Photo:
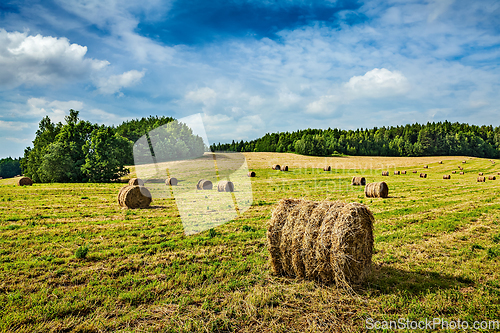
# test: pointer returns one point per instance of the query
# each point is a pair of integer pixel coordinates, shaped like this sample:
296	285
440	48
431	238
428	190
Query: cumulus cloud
114	83
41	60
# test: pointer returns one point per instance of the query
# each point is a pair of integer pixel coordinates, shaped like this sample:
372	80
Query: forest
441	139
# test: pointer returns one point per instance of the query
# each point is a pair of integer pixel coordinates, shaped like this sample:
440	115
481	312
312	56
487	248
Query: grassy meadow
71	260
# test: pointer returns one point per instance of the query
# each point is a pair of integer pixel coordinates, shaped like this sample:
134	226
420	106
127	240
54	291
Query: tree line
441	138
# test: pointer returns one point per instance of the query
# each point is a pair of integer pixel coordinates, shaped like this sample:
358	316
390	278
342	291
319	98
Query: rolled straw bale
24	181
326	241
171	181
358	181
204	184
225	186
377	190
134	196
136	181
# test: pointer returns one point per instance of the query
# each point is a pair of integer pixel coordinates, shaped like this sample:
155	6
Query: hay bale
24	181
225	186
171	181
377	190
325	241
358	181
134	196
204	184
135	181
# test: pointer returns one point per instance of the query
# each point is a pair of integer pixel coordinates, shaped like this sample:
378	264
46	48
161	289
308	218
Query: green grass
72	260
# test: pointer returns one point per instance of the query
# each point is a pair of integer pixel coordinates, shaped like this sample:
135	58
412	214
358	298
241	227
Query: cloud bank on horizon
251	66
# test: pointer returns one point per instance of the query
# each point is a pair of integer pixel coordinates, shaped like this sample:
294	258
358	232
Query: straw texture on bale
204	184
358	181
136	181
24	181
134	196
377	190
328	241
225	186
171	181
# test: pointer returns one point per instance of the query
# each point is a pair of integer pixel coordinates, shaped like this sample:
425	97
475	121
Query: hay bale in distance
24	181
204	184
171	181
136	181
377	190
134	196
225	186
326	241
358	181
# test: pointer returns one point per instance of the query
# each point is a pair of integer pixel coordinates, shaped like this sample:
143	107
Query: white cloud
114	83
41	60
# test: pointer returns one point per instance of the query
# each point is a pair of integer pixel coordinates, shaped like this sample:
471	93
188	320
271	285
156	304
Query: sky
250	67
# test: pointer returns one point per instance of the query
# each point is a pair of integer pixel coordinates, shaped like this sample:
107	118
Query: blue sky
251	67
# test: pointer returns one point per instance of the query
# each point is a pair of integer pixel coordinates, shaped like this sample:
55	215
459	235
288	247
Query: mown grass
437	253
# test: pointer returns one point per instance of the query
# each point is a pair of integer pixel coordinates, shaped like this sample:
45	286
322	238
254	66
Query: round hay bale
325	241
134	196
225	186
24	181
358	181
136	181
204	184
171	181
377	190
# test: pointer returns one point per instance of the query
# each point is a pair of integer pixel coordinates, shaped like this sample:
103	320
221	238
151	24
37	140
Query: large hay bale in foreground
328	241
358	181
225	186
135	181
171	181
134	196
24	181
204	184
377	190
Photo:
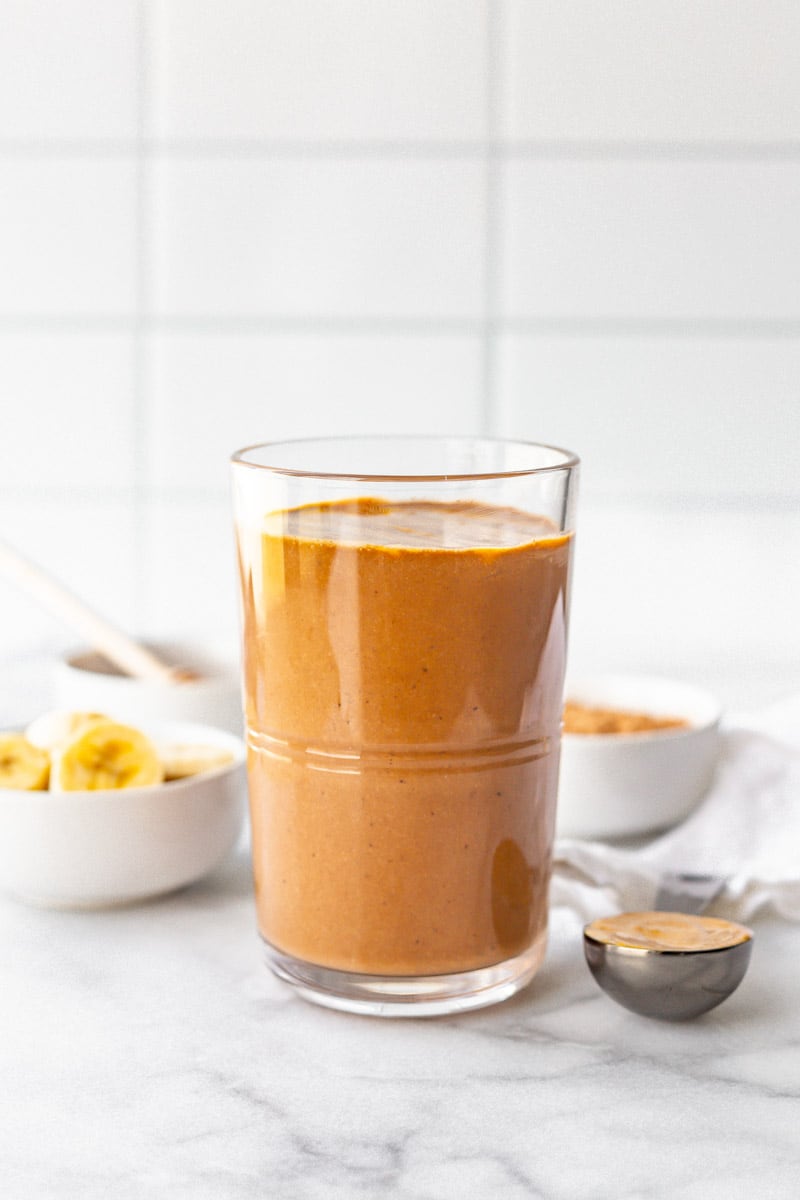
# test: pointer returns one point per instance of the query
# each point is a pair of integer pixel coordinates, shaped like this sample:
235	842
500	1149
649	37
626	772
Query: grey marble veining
146	1051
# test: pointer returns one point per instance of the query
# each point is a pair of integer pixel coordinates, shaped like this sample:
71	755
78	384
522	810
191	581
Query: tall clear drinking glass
404	613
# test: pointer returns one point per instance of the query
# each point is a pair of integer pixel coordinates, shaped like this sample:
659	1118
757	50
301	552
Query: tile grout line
268	149
140	399
492	222
579	325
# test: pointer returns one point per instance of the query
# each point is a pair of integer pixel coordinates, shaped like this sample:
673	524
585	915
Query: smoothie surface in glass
404	669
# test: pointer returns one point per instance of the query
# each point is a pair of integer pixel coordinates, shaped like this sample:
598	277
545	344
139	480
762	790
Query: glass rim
570	460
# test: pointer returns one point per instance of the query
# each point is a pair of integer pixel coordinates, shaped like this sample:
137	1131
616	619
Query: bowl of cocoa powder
638	753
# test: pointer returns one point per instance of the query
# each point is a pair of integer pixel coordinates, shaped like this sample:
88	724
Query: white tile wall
188	574
666	71
651	239
314	70
266	388
663	417
67	237
380	238
67	70
72	399
224	220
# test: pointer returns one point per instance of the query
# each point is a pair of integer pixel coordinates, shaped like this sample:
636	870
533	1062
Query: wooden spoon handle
122	651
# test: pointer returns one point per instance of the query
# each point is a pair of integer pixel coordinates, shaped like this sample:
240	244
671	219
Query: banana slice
60	726
180	761
106	755
23	766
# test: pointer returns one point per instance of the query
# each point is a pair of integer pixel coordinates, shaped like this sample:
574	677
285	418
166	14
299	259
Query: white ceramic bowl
619	785
85	682
77	850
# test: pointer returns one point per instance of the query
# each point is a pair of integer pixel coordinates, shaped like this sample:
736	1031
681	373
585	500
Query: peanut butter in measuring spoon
667	931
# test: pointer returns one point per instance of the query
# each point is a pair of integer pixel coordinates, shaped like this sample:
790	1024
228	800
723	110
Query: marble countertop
148	1051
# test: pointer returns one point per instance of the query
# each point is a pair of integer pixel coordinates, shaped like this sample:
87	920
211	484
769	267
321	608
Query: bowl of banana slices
95	813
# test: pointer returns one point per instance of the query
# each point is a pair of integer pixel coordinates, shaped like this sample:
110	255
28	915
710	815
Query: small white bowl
620	785
85	850
86	682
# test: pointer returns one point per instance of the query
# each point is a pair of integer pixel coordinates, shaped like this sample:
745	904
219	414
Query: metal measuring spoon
659	977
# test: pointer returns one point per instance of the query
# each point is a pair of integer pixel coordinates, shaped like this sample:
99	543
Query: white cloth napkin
745	829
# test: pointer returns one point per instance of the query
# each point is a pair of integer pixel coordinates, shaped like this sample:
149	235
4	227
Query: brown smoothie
404	669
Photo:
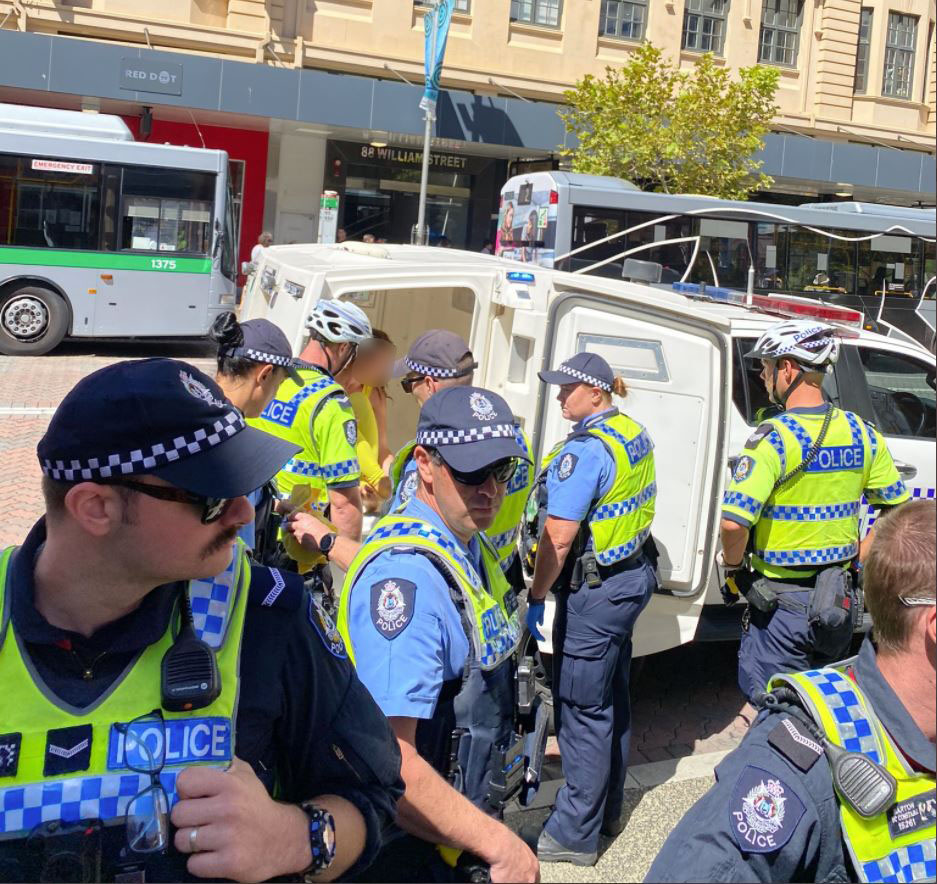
__________
**Description of the task:** Print all the records exactly, minus any images.

**Task response:**
Photo:
# test: pointer returns one point per instance of the query
# each point is a pair of integer pixel coordinates, shaped like this sample:
296	285
440	48
431	238
428	190
Query: cumulus cloud
114	83
41	60
# test: pointer returns one point per instance of the query
# each point is a pair of integer pixel coordinates, shaped like this sample:
372	80
Query: forest
441	139
# test: pointer returns one point per instance of the query
# each point is a pair of integer pixel coordinates, shaped like this sample:
440	115
481	312
312	56
487	248
Query: grassy meadow
71	260
# test: pointer returns one point per instance of the query
# each point is a pair of integer pixel coordinates, shaped like this sample:
134	226
420	106
127	240
54	291
Query: tree line
441	138
# test: pointer returns one point per instance of the query
# each point is a pair of integer pixel coordinates, shaped like this sample:
358	316
390	278
342	291
319	98
Query: rolled straw bale
24	181
326	241
171	181
358	181
204	184
225	186
377	190
134	196
136	181
# test: pointer returns one point per instance of the query
# each point is a pair of integer pixel coordinates, shaped like this sample:
155	6
Query: hay bale
24	181
225	186
171	181
377	190
325	241
358	181
134	196
204	184
135	181
# test: pointer returns one point per instance of the query
# each point is a pair of integer pixel coordinates, shaped like this sample:
378	264
46	48
161	289
308	218
Query: green grass
72	260
# test: pointer returns one point per instance of the query
# each point is a pair of integer pixel coordinates, shaped like this sample:
135	58
412	214
358	298
241	227
Query: cloud bank on horizon
251	66
# test: pointer returns one point per instance of the query
# each point is a pair of integer pixel coordinates, shaped like this sample:
294	258
358	232
Query: straw texture on bale
204	184
358	181
136	181
24	181
134	196
377	190
328	241
225	186
171	181
# test: pointer returns one point per instance of the query
# each point is a pair of integer pixel coordinates, shaped like this sample:
425	97
475	121
Query: hay bale in distance
24	181
204	184
171	181
136	181
377	190
134	196
225	186
326	241
358	181
# test: pointer returns one point per instance of the query
# each point is a pair of integer pixel coordinates, shaped like this sample:
143	107
Query: white cloud
114	83
41	60
# test: pointer returns one point per instance of the query
# each point is a pair of integer pixel coordinates, shaped like this sample:
471	93
188	320
271	285
156	304
Query: sky
250	67
# test: pointer returns one point per instance of the query
# each point is a pair of integer pixel coordinates, shaped like this sample:
107	118
Query: blue sky
251	67
# test: pointer returns one point per instance of the query
# each point is a pair of integer pixel coordinates, shaped like this sample:
55	215
459	235
288	247
Query: mown grass
437	253
# test: pointer returns one point per instance of the query
# each point is a pair of integer pixel coordinates, shaped like this sample:
45	286
322	238
254	66
Query: round hay bale
325	241
134	196
225	186
24	181
358	181
136	181
204	184
171	181
377	190
# test: pointer returns one point per instance of the query
# each point is a pair of integer pixel coordinates, shaped like this sample:
103	320
221	238
151	24
37	140
Query: large hay bale in foreground
328	241
358	181
225	186
135	181
171	181
134	196
24	181
204	184
377	190
Photo:
# test: pointer returns one point per instance of the query
# each point is a pair of integer pixel coordinates, shaped like this sample:
235	842
500	1149
649	37
626	772
Query: grey marble veining
146	1051
# test: pointer returns one point per instance of the query
# each point is a pair of integer pixel coordinates, shaped like this sample:
71	755
78	384
522	810
191	581
Query: tall clear drinking glass
404	613
# test: pointer returns one point per instance of the query
# each point is a pair of integer pixel coordinates, shaped like this sample:
659	1118
757	50
301	552
Query: tile grout line
268	149
140	399
492	222
579	325
# test: pointer returns one point per instance of the query
# each point is a pair of integer pixel coordinates, shaped like this sample:
673	524
585	915
Query: smoothie surface in glass
404	669
# test: pointer returns one point per instance of the query
# each point is a pair of integer pixel coordinates, shaped like this sample:
598	277
545	344
139	480
762	790
Query: glass rim
570	460
# test: pointer returns one point per instance of the query
# each point is a pair of integer pixel coordinates, shaped like this sample:
137	1131
616	619
Query: bowl of cocoa powder
638	753
# test: pointer returns one point per instance of the query
# each point is a pair of integer pixel coordinates, shaped like this sample:
88	724
Query: white tile wall
188	574
666	71
651	239
314	70
266	388
663	417
67	237
380	238
67	70
72	399
224	220
# test: pointer returns one point per instance of the query
# each point is a pair of integer pixel coordinates, shaped like this sample:
636	870
533	1062
Query: wooden spoon handle
122	651
# test: pointer returns one point per instance of the query
# each point is a pair of integer pixel coordinates, shaped like this sample:
240	244
671	219
Query: banana slice
60	726
180	761
106	755
23	766
# test: pointer returns one point per instance of the query
# each point is a pair of integer pixel coordinates, shaped like this sample:
574	677
285	418
166	14
299	259
Query: white ceramic bowl
619	785
85	682
77	850
# test: pointer returns one point per instance of the query
# each point is a pair of integer pixel coordinates, shaped like this sample:
736	1031
681	373
585	500
Query: peanut butter in measuring spoon
667	931
# test: pointer returns one point per instance of the query
# each point is a pair of integer pixel coordinates, shaped like this sample:
790	1024
228	800
723	110
Query: marble countertop
148	1051
# test: pointer returns one point per instance of the query
# each point is a pair of integer pixel coordinates, shaped like this sample:
87	920
211	484
769	267
321	608
Query: bowl of banana slices
95	813
# test: pointer returns one point per instance of the query
# each point is a pair of integer pixel coordinates, shaped like this sample:
110	255
28	915
710	815
Query: small white bowl
620	785
85	850
86	682
# test: pointer returns one point per instance of the query
# each point is a pair of integer pixel coordinates, shaped like this sample:
745	904
219	414
Query: metal measuring spoon
659	977
# test: pointer returns one point per instance of the query
# each point is a pair of integer pixel coordinates, shaped like this sample:
99	543
Query: white cloth napkin
745	829
# test: pointer returns one point per instance of the query
# each point is a pair of integer pixel coordinates, shaped like this sample:
149	235
4	227
Query: brown smoothie
404	669
Photo:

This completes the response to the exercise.